--- start ---

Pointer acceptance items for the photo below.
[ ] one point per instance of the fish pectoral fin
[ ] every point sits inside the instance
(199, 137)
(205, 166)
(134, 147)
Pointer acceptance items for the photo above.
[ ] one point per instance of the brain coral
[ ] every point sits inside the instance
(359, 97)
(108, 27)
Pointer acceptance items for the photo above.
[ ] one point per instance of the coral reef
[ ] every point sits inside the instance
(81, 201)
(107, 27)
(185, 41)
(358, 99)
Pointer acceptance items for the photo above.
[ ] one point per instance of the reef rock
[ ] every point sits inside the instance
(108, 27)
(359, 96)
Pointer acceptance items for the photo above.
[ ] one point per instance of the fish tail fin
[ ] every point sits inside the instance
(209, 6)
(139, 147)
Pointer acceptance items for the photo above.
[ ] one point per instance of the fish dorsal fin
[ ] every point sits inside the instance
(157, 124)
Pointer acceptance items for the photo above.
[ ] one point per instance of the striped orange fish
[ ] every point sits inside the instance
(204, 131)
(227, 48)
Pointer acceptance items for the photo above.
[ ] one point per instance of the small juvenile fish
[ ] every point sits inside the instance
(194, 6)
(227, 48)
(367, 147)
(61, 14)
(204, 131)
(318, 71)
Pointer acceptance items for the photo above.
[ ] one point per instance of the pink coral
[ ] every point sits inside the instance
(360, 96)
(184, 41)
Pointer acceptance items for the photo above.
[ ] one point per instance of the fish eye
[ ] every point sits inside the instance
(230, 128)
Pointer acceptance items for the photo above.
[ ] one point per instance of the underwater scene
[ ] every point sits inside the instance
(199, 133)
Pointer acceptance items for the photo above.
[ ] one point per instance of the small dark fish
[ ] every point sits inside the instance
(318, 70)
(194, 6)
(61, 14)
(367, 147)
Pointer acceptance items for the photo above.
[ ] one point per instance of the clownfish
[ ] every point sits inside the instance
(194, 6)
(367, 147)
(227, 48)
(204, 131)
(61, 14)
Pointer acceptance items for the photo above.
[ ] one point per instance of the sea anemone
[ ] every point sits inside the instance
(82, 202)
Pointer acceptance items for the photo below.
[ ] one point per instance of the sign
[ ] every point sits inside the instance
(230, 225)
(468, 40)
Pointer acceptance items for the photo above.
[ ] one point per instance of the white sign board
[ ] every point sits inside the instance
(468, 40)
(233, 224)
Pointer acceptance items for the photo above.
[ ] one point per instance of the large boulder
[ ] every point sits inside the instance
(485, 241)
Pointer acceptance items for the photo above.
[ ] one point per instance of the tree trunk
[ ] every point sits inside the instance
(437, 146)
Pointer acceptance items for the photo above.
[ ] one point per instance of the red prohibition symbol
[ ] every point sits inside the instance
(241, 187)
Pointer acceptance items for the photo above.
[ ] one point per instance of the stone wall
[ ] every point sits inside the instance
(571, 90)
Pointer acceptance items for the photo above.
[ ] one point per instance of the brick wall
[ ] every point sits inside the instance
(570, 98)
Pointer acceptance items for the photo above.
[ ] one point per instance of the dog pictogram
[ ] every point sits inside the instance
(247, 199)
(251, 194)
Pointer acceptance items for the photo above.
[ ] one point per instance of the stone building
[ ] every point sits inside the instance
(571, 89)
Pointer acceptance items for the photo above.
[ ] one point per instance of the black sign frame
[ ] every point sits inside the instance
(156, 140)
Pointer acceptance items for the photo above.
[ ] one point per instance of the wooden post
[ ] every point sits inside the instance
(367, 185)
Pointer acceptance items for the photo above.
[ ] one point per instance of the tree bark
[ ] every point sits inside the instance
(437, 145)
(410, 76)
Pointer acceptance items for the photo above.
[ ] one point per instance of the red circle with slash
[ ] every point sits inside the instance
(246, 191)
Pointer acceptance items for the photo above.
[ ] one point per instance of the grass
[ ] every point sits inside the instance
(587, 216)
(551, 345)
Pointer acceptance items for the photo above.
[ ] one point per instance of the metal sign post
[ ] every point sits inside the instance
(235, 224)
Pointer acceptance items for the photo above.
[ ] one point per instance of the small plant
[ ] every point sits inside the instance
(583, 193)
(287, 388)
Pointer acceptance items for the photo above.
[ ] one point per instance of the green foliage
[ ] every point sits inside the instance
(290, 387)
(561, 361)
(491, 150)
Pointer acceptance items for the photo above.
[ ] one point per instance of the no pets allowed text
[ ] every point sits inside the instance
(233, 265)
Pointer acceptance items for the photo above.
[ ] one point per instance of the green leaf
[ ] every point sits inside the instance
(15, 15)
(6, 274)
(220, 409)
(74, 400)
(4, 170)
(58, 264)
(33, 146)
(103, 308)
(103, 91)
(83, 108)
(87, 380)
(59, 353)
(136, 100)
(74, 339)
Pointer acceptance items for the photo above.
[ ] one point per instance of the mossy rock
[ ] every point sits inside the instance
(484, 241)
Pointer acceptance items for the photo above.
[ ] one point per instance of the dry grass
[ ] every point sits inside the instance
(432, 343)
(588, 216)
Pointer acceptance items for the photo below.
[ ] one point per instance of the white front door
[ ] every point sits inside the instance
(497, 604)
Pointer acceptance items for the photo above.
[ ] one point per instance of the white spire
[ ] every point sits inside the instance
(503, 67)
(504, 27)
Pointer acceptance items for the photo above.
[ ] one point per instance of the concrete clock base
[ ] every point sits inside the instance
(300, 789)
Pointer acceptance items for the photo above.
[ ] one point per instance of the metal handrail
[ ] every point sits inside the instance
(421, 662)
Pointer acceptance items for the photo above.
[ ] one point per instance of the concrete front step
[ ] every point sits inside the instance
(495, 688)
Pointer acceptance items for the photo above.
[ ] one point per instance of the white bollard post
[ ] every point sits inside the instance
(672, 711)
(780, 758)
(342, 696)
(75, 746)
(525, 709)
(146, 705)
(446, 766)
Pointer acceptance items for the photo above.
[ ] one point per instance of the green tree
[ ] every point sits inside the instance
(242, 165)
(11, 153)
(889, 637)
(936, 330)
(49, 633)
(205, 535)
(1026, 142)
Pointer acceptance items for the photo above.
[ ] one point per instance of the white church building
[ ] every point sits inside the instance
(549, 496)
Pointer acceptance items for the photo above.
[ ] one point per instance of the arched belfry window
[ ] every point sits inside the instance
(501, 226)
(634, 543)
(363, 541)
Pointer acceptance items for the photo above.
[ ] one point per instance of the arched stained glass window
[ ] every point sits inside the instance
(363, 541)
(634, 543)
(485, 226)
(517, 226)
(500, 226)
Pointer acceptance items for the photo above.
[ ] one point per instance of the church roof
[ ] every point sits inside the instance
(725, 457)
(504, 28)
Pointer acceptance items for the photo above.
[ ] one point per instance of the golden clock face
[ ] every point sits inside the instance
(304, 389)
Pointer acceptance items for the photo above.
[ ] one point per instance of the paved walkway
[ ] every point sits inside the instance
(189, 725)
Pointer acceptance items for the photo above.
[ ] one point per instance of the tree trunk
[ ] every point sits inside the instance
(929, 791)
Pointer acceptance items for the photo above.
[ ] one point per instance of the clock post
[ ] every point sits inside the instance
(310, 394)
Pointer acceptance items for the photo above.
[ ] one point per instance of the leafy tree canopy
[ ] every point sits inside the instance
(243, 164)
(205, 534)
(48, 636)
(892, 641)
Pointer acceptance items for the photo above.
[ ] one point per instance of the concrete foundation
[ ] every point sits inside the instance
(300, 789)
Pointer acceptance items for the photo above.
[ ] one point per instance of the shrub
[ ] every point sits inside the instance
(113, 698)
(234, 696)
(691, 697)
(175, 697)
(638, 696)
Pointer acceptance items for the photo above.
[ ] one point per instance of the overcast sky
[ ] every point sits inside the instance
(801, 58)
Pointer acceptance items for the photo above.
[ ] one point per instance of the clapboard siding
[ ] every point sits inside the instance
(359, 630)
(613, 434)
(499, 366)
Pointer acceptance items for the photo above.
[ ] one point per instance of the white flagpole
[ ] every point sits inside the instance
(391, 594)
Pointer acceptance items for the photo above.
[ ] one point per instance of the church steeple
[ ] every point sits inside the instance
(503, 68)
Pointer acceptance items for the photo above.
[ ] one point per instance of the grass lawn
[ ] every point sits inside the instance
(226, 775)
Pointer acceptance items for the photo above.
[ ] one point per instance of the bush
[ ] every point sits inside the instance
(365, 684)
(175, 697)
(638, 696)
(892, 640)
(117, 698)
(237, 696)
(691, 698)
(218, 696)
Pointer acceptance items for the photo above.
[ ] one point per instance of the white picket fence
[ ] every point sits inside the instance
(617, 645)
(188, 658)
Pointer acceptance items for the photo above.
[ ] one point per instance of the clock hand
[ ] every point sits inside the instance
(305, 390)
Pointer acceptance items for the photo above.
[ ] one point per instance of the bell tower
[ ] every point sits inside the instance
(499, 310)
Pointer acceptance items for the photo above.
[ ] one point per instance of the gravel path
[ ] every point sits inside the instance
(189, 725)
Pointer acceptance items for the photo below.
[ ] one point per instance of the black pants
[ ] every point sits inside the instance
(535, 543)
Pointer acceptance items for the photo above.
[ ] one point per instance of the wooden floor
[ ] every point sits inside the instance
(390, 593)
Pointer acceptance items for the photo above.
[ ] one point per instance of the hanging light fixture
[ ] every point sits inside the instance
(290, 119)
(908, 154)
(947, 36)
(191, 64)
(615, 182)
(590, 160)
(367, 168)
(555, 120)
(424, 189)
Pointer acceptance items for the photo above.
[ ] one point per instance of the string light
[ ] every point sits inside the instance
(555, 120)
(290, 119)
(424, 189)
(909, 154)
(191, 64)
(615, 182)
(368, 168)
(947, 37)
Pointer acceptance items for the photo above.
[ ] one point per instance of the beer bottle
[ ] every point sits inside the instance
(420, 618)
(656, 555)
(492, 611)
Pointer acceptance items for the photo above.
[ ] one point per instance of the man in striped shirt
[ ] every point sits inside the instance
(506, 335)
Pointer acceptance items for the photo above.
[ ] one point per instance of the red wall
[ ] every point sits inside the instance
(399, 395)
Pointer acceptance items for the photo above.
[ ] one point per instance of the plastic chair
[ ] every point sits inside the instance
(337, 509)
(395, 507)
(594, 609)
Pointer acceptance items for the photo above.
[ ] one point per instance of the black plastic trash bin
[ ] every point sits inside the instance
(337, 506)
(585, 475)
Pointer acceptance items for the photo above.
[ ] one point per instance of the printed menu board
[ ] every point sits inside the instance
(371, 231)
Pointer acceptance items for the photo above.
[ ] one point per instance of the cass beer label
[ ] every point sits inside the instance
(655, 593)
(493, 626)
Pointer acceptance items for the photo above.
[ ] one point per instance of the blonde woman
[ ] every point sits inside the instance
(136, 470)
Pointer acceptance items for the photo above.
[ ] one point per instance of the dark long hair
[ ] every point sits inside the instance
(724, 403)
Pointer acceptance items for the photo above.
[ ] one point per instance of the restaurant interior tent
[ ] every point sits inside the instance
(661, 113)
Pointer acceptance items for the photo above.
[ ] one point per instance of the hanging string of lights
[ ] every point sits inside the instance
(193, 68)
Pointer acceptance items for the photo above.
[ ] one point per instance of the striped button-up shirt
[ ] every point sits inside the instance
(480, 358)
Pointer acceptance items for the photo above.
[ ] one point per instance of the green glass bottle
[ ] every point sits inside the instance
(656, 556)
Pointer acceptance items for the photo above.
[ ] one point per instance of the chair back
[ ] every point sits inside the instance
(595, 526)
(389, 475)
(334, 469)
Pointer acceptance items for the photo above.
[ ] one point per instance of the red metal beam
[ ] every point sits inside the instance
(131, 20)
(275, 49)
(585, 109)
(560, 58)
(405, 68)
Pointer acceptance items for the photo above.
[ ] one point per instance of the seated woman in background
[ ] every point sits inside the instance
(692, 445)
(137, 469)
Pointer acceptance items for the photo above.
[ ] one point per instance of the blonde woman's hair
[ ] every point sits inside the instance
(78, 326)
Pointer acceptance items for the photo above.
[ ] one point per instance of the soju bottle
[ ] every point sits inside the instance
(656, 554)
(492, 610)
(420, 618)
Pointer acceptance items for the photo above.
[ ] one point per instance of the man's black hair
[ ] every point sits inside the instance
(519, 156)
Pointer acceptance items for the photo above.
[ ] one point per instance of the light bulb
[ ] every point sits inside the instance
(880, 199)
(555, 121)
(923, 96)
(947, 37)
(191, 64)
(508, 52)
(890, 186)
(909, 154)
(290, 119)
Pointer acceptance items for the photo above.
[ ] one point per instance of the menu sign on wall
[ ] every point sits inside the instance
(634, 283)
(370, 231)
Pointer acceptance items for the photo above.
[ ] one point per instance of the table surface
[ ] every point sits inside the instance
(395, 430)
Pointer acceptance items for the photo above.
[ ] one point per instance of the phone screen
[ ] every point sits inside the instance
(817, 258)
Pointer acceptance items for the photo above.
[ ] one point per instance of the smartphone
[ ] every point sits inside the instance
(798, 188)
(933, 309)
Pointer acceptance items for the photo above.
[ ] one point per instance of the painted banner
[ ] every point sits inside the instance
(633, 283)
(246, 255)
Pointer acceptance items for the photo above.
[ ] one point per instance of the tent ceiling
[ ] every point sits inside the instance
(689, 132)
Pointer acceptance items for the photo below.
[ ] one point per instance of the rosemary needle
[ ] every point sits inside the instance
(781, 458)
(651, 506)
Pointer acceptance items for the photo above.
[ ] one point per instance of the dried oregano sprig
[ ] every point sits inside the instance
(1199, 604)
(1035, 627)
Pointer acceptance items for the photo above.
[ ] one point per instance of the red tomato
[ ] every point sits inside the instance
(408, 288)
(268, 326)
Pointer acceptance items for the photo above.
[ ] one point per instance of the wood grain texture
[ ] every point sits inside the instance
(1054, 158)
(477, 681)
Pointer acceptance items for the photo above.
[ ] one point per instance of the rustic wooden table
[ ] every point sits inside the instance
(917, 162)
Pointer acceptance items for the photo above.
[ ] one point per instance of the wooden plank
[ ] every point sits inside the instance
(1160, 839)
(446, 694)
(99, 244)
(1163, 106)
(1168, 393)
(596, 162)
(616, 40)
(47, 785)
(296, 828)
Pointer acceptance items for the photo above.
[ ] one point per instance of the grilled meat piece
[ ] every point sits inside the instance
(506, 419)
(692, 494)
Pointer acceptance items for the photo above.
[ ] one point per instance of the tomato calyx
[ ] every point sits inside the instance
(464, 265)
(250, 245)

--- end ---

**EXERCISE TASK**
Show every line of the items above that contains the word "white", copying each one in full.

**FINISHED ANSWER**
[ ] one point per instance of the white sign board
[ ] one point per instance of the white front door
[ ] one point per instance of the white spire
[ ] one point per instance of the white bollard post
[ ] one point per instance of the white church building
[ ] one point per instance of the white flagpole
[ ] one point per instance of the white picket fence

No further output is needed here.